▶ _ФРАГМЕНТ ТЕКСТА_
»»
СИМВОЛ

Символика природы у романтиков есть откровение бесконечного начала жизни и смерти. Поэзия предстает в романтической системе представлений как высшая форма символизации в искусстве, так как в языке идентифицируются конечные знаки и бесконечный смысл. Каждый раз великие поэты вновь и вновь создают это единство в художественной форме своих произведений. Романтические образы — это чувственные образы рефлектирующего разума, стремящегося к целостному преображению реальности. Символические образы формируют путь к «внутренним», психологическим соответствиям между «сокровищами» души и внешними просторами реальности. Символика Л. предстает в двух разновидностях.
««
▶ _ИСХОДНЫЕ ДАННЫЕ_
»»
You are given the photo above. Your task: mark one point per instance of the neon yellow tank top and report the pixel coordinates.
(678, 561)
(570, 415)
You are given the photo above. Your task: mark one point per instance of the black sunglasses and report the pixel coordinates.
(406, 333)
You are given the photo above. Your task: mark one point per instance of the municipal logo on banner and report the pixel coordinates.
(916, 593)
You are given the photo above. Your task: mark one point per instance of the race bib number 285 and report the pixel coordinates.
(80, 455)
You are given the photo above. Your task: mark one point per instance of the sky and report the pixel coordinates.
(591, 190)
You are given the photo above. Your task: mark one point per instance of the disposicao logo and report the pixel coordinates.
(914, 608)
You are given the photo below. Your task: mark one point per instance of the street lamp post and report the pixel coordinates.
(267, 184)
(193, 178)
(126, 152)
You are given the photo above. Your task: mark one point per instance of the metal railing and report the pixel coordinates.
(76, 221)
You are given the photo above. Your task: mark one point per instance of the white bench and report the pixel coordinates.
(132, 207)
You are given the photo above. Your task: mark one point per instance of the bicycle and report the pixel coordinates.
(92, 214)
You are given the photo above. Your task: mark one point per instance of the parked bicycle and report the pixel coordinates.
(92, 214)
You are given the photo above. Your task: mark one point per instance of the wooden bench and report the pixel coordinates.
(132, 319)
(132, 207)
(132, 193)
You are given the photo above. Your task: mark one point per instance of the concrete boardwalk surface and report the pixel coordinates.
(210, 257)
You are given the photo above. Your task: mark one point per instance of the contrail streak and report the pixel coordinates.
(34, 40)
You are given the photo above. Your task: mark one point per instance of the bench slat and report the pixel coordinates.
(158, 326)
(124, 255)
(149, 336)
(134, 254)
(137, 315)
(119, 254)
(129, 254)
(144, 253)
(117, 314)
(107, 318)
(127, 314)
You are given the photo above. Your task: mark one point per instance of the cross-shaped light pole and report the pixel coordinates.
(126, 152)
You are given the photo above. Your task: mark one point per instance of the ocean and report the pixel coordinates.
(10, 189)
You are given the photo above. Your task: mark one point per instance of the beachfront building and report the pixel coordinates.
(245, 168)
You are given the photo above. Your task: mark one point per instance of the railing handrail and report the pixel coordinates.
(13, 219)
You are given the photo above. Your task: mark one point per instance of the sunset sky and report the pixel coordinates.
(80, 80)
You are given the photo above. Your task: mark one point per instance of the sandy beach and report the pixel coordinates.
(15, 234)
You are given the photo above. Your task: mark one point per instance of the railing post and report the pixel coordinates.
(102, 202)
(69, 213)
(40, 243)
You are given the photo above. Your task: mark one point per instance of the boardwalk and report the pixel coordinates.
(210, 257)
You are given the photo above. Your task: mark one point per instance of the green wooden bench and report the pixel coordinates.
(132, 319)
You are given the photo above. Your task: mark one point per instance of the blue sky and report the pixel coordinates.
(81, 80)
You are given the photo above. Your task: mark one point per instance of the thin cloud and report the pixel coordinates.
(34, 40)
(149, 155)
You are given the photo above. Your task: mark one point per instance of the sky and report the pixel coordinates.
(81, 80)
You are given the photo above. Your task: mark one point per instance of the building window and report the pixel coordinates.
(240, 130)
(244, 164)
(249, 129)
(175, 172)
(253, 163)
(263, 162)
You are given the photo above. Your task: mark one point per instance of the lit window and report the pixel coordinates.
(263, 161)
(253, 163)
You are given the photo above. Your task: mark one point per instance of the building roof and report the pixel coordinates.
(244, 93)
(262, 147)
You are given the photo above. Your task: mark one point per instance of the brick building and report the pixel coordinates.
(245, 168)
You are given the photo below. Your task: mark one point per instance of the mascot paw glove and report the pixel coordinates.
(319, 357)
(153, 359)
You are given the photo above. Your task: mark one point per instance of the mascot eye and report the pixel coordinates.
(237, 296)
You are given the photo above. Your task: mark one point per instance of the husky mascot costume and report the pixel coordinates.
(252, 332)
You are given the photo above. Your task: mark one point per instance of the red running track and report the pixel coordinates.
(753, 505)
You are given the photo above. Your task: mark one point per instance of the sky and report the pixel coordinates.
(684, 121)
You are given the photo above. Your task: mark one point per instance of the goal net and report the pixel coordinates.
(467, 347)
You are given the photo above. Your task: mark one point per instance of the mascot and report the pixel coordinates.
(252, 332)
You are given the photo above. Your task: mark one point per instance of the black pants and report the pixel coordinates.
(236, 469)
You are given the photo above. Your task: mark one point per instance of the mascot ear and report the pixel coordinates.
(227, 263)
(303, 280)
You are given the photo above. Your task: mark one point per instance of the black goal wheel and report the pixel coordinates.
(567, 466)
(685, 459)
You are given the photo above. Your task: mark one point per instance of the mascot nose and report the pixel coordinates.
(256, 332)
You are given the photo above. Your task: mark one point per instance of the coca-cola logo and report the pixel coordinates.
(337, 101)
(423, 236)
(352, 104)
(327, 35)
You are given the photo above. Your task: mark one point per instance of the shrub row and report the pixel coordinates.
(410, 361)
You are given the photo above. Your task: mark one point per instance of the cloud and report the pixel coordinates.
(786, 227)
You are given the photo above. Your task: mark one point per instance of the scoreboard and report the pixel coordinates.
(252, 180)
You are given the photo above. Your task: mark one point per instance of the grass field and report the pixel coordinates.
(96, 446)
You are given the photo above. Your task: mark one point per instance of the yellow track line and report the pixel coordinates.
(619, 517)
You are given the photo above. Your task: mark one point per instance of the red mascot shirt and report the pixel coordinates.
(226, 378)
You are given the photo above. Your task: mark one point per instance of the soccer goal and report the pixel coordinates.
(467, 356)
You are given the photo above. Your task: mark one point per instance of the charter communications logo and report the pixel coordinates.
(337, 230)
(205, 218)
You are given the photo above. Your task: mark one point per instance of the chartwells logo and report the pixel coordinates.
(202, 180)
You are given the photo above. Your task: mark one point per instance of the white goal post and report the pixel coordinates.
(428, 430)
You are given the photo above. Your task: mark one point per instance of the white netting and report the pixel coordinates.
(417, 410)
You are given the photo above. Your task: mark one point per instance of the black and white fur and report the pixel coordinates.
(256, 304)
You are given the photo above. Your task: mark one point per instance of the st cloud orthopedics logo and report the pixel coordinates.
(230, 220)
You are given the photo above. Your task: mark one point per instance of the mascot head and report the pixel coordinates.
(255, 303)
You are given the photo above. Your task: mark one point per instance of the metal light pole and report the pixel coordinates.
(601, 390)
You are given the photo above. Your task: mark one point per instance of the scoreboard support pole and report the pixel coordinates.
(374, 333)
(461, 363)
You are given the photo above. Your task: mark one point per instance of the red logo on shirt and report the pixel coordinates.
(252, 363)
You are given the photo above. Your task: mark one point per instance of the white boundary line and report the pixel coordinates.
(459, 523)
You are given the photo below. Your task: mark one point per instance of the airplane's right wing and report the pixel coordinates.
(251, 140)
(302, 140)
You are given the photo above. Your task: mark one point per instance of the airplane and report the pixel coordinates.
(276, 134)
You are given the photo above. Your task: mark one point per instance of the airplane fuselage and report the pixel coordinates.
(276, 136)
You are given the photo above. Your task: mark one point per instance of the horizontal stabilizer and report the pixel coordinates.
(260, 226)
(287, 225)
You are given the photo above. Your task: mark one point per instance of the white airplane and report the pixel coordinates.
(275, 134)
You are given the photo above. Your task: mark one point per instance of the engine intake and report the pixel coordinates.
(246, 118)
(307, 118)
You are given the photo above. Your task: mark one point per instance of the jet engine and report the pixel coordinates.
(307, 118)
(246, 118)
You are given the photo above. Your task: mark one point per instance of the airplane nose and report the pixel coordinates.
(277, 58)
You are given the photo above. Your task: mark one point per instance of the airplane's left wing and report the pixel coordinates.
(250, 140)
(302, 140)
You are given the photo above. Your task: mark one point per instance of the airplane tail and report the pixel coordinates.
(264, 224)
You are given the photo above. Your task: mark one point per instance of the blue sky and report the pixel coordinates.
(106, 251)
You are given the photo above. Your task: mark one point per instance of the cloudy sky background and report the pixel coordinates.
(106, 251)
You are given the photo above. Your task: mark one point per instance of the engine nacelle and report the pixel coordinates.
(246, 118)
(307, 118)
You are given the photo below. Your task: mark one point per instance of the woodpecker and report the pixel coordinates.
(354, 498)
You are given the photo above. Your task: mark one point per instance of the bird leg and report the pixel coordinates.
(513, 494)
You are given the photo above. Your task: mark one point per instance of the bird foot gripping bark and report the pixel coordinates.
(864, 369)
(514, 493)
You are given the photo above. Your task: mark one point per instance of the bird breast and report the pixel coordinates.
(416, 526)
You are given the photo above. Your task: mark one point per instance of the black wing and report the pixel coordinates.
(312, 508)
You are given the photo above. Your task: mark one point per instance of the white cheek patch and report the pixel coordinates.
««
▶ _ЗАДАНИЕ К ВЫПОЛНЕНИЮ_
Выпишите дословно из фрагмента о символике романтиков часть, которая открывается словами «Символика природы у» и завершается словами «в двух разновидностях.». Опирайтесь исключительно на фрагмент о символике романтиков.

▶ _ВЫПОЛНЕННОЕ ЗАДАНИЕ_
Символика природы у романтиков есть откровение бесконечного начала жизни и смерти. Поэзия предстает в романтической системе представлений как высшая форма символизации в искусстве, так как в языке идентифицируются конечные знаки и бесконечный смысл. Каждый раз великие поэты вновь и вновь создают это единство в художественной форме своих произведений. Романтические образы — это чувственные образы рефлектирующего разума, стремящегося к целостному преображению реальности. Символические образы формируют путь к «внутренним», психологическим соответствиям между «сокровищами» души и внешними просторами реальности. Символика Л. предстает в двух разновидностях.